• SOURCE TEXT

More exciting is another disk that showed up in, of all places, the Caucasus. It’s known as the Disk of Vladikavkaz because it turned up in Vladikavkaz. Yes, I figured you would have figured that out! You’re very clever. Unfortunately, this “new” disk is incomplete, but what there is of it resembles the Phaistos Disk quite closely in the signs on its surface. Well, that is, the newly found disk looks like an untalented amateur drew its signs, whereas the old Greek one has very neat and tidy and clever stamped signs. But the signs are recognizable anyhow. The disk of Vladikavkaz has the little pagoda-like building that some say is a beehive, the little jogging man, and the circle with dots that some call a warrior’s shield but that looks more like a chocolate chip cookie to me. It has the Mohawk that’s probably the head of a warrior with a feathered helmet. Plus, there’s the flying bird, although apparently without those little eggs falling under her. Maybe those were her feet and weren’t considered important in Ossetia, where this was found. There is a symbol that looks like the hide of some animal on the Phaistos Disk, a hide that I always figured was a bull’s hide for some reason that I no longer recall. On the Vladikavkaz fragment, it looks much less like a hide and more like a cartoon of a stuffed toy or a doll with an eensy-weensy head. But I suppose it’s meant to be the same symbol. Then there are those two bunny ears and the wiggly horn as well. I have no earthly idea what any of this really represents and I suspect that no one else actually does either. But it’s fun to speculate.

For a good look at both disks and some other examples of early writing, look for a pdf document online called “Il disco di Festo: Un calcolatore vecchio di 4.000 anni” by Rosario Vieni, on This author’s hypothesis is that the Phaistos disk, along with a number of other enigmatic items, is a 4,000 year old calculator. Since my Italian is a little weak, I won’t try to spell it all out for you, but his illustrations are excellent even if you don’t understand a word of it. He shows both sides of the Phaistos Disk, both the one with the repetitions of the feathered warrior and the shield, and the other side which you almost never get to see. He also shows a close-up of this newly discovered Vladikavkaz Disk, so you can compare the clumsy drawings.

• MATERIAL PROVIDED
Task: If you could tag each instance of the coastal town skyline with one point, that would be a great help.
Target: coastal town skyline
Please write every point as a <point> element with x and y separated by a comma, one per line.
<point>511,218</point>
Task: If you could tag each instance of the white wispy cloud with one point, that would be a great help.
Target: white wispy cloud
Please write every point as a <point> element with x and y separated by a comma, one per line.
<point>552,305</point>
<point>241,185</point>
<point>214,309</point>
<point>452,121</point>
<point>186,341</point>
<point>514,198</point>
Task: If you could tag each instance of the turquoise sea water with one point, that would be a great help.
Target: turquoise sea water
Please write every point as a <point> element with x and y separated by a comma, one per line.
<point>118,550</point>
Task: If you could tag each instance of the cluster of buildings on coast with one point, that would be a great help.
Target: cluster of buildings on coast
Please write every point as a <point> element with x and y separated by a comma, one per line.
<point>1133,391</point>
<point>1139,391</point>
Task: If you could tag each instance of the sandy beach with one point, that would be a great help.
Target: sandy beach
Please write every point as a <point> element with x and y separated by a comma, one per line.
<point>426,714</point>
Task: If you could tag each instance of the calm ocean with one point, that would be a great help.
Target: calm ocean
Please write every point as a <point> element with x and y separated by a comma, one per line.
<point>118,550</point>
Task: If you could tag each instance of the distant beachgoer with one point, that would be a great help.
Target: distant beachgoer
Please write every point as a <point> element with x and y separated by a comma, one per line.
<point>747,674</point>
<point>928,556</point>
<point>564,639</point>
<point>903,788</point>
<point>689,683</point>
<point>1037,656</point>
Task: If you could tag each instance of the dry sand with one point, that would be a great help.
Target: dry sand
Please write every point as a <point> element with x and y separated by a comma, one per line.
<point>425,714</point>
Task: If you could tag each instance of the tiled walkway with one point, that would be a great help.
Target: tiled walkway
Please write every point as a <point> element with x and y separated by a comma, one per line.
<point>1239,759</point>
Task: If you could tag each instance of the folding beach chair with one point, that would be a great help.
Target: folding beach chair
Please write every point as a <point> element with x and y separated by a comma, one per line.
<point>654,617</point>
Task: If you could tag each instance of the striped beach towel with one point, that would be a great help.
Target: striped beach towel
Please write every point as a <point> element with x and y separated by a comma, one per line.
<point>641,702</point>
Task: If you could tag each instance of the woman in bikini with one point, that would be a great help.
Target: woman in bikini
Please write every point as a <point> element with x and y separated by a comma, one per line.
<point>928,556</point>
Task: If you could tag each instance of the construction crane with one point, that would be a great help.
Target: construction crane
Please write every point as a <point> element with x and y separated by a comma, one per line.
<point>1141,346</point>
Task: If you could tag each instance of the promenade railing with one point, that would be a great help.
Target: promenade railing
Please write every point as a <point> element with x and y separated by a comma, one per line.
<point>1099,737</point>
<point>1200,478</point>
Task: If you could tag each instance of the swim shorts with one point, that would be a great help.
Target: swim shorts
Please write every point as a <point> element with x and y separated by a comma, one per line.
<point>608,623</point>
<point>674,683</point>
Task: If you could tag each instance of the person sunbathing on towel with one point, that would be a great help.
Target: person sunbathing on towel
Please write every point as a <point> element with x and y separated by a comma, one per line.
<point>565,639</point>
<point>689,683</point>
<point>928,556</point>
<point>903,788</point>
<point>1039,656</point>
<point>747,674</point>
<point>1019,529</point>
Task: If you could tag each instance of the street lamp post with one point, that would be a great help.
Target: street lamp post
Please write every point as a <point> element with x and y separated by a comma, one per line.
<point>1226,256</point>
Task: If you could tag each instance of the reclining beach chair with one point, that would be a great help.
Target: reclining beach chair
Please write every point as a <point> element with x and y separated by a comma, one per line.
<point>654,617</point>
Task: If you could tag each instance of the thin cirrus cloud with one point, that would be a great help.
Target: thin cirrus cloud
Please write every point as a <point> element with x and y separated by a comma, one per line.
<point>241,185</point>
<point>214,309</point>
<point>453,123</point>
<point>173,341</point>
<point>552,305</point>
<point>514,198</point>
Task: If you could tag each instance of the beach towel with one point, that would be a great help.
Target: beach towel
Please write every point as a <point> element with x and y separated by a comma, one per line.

• GIVEN PROBLEM 1
Do these statements agree with the text on the two disks? Answer yes or no for each and quote the deciding words.
(a) The disk found in Vladikavkaz is complete.
(b) The signs on the Phaistos Disk are stamped.
(c) The Vladikavkaz disk was found in Ossetia.
• GIVEN PROBLEM 2
Translate this sentence from the text on the two disks into Spanish: "I have no earthly idea what any of this really represents and I suspect that no one else actually does either."
• GIVEN PROBLEM 3
Answer these questions from the text on the two disks.
(a) In what region did the Disk of Vladikavkaz show up?
(b) What does the writer think the circle with dots looks more like?
(c) According to Rosario Vieni's hypothesis, what is the Phaistos disk?

• TASK RESPONSE 1
(a) No: "Unfortunately, this “new” disk is incomplete"
(b) Yes: "the old Greek one has very neat and tidy and clever stamped signs"
(c) Yes: "Ossetia, where this was found"

• TASK RESPONSE 2
No tengo la menor idea de lo que realmente representa todo esto y sospecho que, en realidad, nadie más lo sabe tampoco.

• TASK RESPONSE 3
(a) The Caucasus
(b) A chocolate chip cookie
(c) A 4,000-year-old calculator